Direction:
Lay out as a numbered list the lines of the records that run from the one containing "For every instance of the white notice" through the one containing "x=380 y=428", inclusive. Leave out any blank lines.

### Supplied data

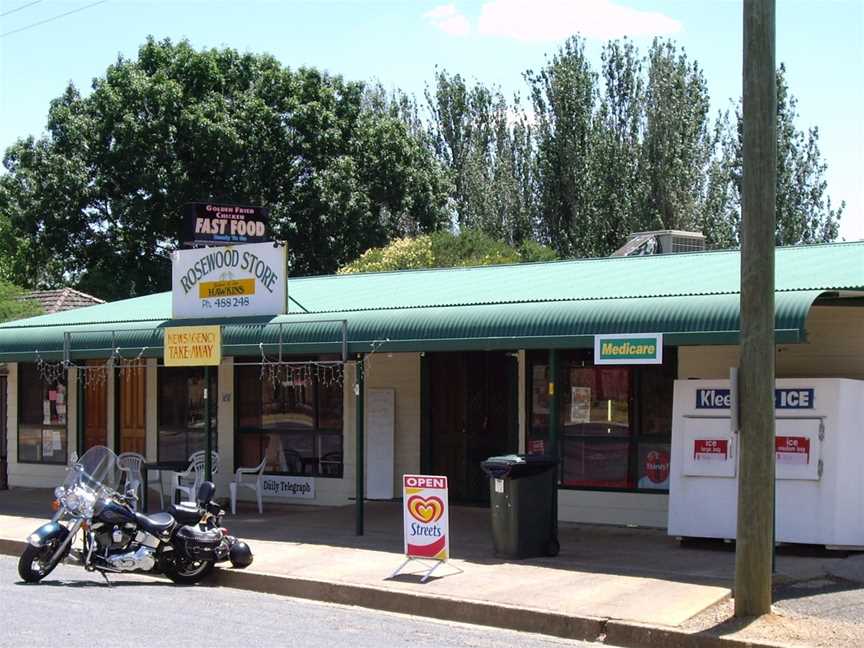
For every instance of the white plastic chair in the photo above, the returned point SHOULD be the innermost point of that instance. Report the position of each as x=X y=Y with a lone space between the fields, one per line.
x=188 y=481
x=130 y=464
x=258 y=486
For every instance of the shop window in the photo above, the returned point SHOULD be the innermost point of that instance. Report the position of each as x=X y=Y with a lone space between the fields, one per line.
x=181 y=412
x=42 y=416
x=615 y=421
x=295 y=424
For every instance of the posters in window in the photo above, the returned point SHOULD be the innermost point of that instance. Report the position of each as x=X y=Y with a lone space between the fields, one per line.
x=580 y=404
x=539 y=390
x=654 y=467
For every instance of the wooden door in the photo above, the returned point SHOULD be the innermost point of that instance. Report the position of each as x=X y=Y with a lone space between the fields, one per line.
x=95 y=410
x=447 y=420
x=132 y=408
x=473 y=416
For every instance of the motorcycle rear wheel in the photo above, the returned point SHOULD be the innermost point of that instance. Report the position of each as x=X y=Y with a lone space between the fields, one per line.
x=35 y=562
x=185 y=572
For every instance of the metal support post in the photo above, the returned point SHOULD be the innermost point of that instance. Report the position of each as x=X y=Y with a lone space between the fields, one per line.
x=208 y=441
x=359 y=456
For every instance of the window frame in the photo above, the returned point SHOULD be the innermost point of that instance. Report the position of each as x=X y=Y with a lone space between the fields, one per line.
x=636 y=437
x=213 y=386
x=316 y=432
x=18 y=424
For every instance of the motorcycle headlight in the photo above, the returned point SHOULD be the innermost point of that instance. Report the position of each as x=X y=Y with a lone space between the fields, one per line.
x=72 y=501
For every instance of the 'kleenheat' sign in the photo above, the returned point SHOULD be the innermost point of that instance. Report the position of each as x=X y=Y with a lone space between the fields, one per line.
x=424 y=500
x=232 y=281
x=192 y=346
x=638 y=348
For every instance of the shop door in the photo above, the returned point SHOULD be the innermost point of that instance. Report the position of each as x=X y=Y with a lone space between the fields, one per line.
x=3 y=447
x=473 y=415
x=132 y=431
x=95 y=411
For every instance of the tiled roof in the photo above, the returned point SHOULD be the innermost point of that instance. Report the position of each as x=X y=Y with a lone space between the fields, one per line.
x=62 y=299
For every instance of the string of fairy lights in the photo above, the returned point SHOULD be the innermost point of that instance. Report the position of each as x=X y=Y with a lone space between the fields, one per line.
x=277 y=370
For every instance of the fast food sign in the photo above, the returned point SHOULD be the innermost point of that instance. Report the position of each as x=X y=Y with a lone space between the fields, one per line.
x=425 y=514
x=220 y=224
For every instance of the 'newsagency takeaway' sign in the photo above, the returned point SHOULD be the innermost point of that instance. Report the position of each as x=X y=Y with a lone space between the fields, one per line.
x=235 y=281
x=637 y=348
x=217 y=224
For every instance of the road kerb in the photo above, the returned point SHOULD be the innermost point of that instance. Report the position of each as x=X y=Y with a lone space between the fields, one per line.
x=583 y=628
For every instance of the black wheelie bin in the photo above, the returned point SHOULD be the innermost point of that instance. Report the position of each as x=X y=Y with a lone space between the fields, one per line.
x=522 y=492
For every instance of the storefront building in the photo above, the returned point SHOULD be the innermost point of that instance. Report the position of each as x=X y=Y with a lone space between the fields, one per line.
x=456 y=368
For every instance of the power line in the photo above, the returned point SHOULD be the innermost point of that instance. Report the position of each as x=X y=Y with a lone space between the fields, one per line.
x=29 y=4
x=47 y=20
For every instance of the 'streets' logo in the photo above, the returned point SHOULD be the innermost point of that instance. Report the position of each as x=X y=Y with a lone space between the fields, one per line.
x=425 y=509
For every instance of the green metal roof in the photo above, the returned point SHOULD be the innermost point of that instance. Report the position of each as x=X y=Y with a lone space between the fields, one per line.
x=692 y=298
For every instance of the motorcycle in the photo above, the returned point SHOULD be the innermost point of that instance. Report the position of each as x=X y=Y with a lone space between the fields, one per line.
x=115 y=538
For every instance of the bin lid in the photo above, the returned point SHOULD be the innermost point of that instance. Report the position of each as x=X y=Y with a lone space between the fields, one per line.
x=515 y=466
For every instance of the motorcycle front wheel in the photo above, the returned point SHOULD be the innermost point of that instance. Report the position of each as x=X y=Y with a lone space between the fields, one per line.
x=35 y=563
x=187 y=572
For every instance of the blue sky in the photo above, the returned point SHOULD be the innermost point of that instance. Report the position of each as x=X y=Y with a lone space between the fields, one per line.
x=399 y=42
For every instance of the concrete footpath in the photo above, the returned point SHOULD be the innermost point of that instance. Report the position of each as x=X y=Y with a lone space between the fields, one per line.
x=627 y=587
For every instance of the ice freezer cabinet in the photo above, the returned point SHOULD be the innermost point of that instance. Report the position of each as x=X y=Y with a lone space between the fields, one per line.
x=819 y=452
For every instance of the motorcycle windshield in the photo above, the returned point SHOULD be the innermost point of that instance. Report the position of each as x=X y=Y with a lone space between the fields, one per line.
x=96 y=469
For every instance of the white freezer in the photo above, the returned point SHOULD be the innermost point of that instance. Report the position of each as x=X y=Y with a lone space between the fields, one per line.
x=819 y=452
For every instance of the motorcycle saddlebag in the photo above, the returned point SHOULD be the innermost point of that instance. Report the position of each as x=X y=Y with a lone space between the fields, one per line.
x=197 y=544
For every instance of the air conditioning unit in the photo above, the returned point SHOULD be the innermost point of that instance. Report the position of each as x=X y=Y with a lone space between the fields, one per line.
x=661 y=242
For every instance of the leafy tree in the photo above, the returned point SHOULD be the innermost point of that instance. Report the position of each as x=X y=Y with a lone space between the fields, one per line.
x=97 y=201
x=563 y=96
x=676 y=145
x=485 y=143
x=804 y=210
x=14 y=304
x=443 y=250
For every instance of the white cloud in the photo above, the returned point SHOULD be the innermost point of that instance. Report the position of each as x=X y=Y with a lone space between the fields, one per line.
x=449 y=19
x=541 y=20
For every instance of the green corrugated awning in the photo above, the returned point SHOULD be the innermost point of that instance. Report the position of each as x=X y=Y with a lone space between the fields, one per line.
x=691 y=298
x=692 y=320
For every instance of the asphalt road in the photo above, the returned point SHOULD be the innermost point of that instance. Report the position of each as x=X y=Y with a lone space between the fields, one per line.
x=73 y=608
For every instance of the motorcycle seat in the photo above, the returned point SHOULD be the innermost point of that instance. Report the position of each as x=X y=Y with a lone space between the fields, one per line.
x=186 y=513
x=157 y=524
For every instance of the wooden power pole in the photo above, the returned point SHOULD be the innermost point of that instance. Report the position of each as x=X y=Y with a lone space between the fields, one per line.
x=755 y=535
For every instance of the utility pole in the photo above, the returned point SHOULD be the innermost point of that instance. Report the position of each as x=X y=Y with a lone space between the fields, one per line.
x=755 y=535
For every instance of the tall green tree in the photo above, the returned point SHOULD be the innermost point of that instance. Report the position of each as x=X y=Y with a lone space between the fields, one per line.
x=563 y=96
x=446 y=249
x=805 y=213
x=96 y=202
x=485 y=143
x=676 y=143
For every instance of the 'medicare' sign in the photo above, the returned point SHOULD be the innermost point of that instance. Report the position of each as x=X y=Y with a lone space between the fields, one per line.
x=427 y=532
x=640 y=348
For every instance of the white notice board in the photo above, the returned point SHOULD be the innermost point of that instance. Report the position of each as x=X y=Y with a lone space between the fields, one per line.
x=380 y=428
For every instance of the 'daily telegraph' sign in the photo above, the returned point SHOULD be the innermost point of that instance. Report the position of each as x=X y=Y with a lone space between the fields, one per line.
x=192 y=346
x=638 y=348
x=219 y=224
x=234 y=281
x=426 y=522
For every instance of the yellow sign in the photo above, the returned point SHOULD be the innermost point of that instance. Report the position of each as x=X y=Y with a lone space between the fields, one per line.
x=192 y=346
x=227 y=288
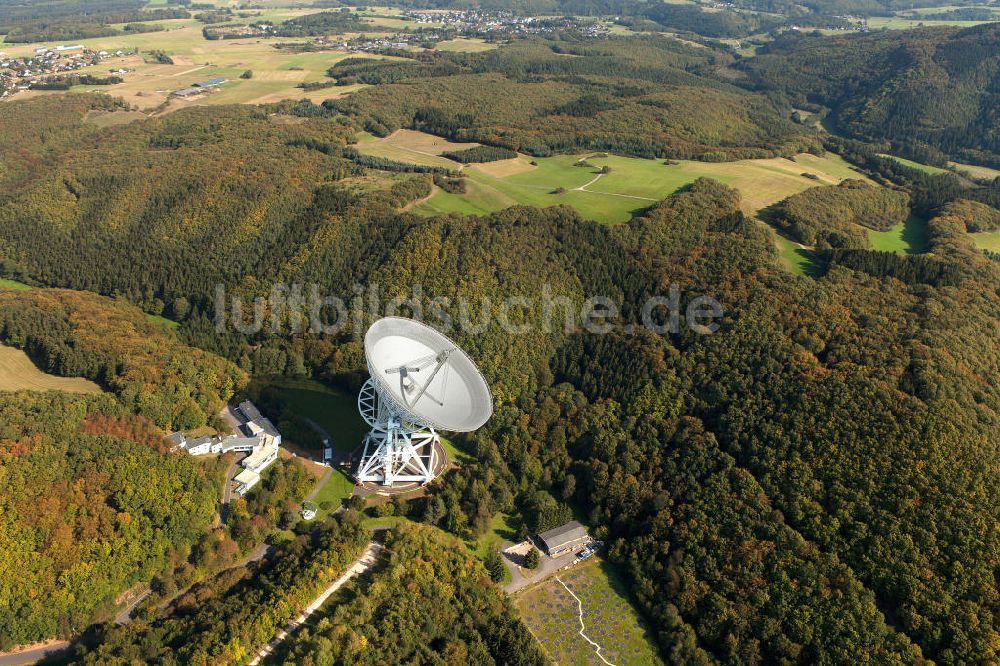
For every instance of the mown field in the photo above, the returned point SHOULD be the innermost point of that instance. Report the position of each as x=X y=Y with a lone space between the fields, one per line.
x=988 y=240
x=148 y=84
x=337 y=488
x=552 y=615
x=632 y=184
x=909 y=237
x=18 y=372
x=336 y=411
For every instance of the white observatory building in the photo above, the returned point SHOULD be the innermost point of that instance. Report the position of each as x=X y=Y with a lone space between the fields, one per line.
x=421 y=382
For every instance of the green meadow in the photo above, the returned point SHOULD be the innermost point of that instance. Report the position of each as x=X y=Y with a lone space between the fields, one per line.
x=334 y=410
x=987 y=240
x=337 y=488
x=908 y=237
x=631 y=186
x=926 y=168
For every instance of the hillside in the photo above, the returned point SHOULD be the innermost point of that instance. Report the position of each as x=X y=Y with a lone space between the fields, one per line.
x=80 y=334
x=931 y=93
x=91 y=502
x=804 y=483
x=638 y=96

######

Result of this exercise:
1. For every instance of the white notice board in the photo above, the returned point SHOULD be the innermost point of that instance. Report the position of each as x=X y=Y with a lone space between the fields, one per line.
2. x=380 y=428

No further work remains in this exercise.